> [EXCERPTED PASSAGE]:
* * * * * * *
I think right now the news is reveling in their click-fueled fantasy world with articles about "THINGS WILL NEVER BE THE SAME" or "DOOM FOLLOWED BY GLOOM AND MORE DOOM FOR ____ ECONOMY BUSINESS MONEY THING".
Allow me to put a hard stop on that very quickly.
We heard that same malarkey after 9/11, and then after the great crash of 2009. We probably heard that after 1941, 1987, 1991, etc... on and on and on.
Yes, things will change. Things change regardless of crisis. I don't use a blackberry or fax anymore, I don't worry about polio, my car shifts itself and starts itself, I have never dialed a phone by rotating the numbers, things have and continue to change. The world is a dynamic place. We didn't get camera phones or facebook as a result of the last crash or plague. How many of those were crisis-induced innovations?
Know what else is cool? After every calamity is a boom. It starts slowly, and it's hard at first, but the worst is over. We're in or near the trough. 2024 will likely be much better than 2020.
To relate this to railroads, airplanes, travel:
1. Amtrak will grow but not win. I think Amtrak is great, and ridership will grow. Until we find a real business model it's not going to be a silver bullet. Want to make it mainstream? Find private operators and an equitable subsidy model. Run on time. Focus on short distances that are not attractive for car or air travel. Interline with air carriers so when you land at O'Hare or LaGuardia, you can get to Rockford or Punksatawney easily. Have Enterprise renting cars (or bikes?) or Lyft at the depot in Rockford to get you to Loves Park. Railfans are <1% of travelers, nobody rides just to ride trains. People ride to get places predictably.
* * * * * * *
> [INFORMATION GIVEN]:

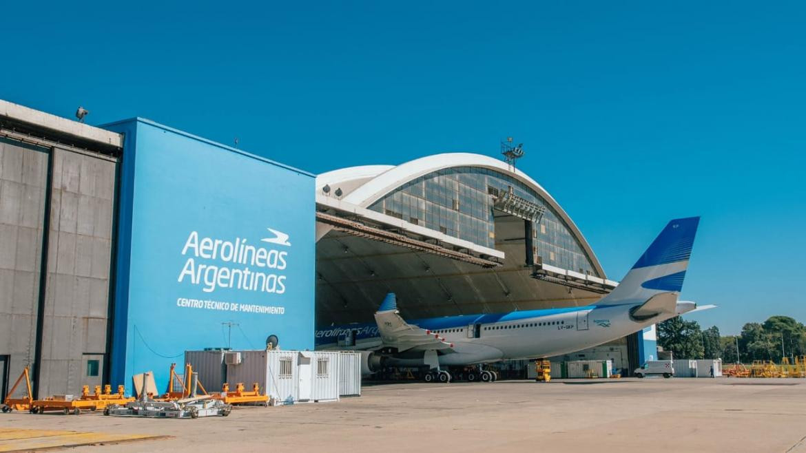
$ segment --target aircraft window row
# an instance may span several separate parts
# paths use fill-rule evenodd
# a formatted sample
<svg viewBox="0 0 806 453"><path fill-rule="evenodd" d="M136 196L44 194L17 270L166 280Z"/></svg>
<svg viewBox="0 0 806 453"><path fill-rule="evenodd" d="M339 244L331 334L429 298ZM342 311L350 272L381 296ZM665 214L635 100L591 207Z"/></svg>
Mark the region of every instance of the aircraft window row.
<svg viewBox="0 0 806 453"><path fill-rule="evenodd" d="M528 322L526 324L510 324L509 326L489 326L485 330L501 330L502 329L521 329L523 327L542 327L543 326L558 326L565 324L565 321L546 321L545 322Z"/></svg>

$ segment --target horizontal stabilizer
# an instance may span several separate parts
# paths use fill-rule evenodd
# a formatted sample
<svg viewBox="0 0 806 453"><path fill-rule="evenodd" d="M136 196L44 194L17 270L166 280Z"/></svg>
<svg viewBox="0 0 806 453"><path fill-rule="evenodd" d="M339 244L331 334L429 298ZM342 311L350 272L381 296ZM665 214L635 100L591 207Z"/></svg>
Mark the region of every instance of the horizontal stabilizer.
<svg viewBox="0 0 806 453"><path fill-rule="evenodd" d="M661 314L676 312L677 293L661 293L629 310L629 316L635 321L646 321Z"/></svg>
<svg viewBox="0 0 806 453"><path fill-rule="evenodd" d="M711 310L713 308L717 308L717 305L698 305L697 308L696 308L696 309L694 309L692 311L689 311L688 313L694 313L694 312L697 312L697 311L703 311L703 310Z"/></svg>

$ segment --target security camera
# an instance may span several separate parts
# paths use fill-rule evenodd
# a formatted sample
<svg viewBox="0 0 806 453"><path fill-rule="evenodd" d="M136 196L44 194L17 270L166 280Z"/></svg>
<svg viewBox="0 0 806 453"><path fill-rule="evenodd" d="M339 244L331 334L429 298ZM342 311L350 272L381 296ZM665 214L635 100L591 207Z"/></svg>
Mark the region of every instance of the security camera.
<svg viewBox="0 0 806 453"><path fill-rule="evenodd" d="M84 117L88 114L89 114L89 110L81 106L79 106L78 110L76 110L76 118L78 118L79 123L84 123Z"/></svg>

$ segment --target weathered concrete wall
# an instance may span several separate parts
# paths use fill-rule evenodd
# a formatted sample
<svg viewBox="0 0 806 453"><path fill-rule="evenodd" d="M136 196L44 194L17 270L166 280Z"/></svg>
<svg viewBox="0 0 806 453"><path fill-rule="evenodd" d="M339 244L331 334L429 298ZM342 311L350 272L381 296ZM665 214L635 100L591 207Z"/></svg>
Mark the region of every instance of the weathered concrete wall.
<svg viewBox="0 0 806 453"><path fill-rule="evenodd" d="M12 382L34 360L48 153L0 139L0 355Z"/></svg>
<svg viewBox="0 0 806 453"><path fill-rule="evenodd" d="M40 397L105 384L117 165L106 156L0 139L0 355L10 356L12 381L36 360L51 153ZM98 376L88 376L88 360L98 361Z"/></svg>
<svg viewBox="0 0 806 453"><path fill-rule="evenodd" d="M40 396L104 384L115 166L54 148Z"/></svg>

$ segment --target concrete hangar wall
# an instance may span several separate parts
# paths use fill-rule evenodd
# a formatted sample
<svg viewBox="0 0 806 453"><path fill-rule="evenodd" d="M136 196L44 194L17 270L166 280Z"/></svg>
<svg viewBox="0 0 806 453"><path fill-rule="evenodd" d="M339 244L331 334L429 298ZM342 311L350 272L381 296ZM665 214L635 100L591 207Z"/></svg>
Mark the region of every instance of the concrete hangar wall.
<svg viewBox="0 0 806 453"><path fill-rule="evenodd" d="M313 348L314 176L141 118L104 127L0 101L0 390L29 364L39 396L131 392L148 370L161 389L228 334Z"/></svg>

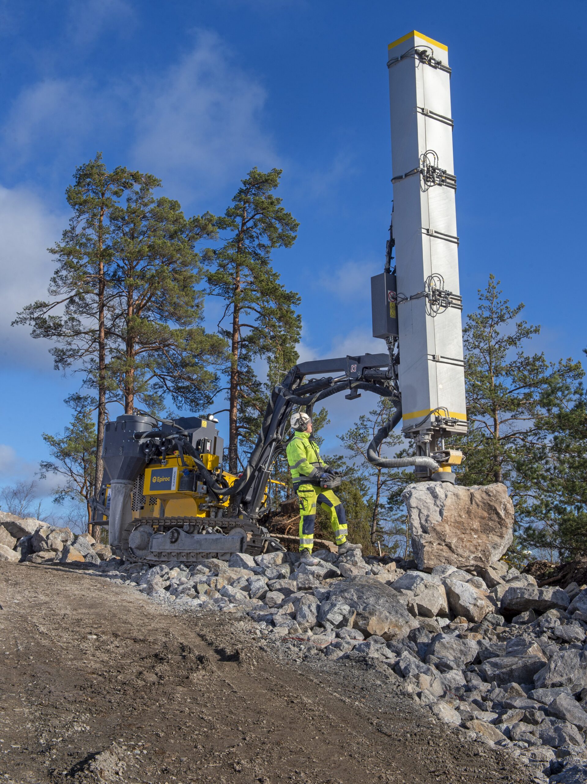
* * * * * * *
> [TASK INSTRUCTIONS]:
1 – In the opinion piece, what kind of trips does the writer say Amtrak should focus on?
2 – Reproduce the part of the opinion piece that begins at the words "Allow me to" and ends after "were crisis-induced innovations?".

> [EXPECTED OUTPUTS]:
1 – Short distances that are not attractive for car or air travel.

2 –
Allow me to put a hard stop on that very quickly.
We heard that same malarkey after 9/11, and then after the great crash of 2009. We probably heard that after 1941, 1987, 1991, etc... on and on and on.
Yes, things will change. Things change regardless of crisis. I don't use a blackberry or fax anymore, I don't worry about polio, my car shifts itself and starts itself, I have never dialed a phone by rotating the numbers, things have and continue to change. The world is a dynamic place. We didn't get camera phones or facebook as a result of the last crash or plague. How many of those were crisis-induced innovations?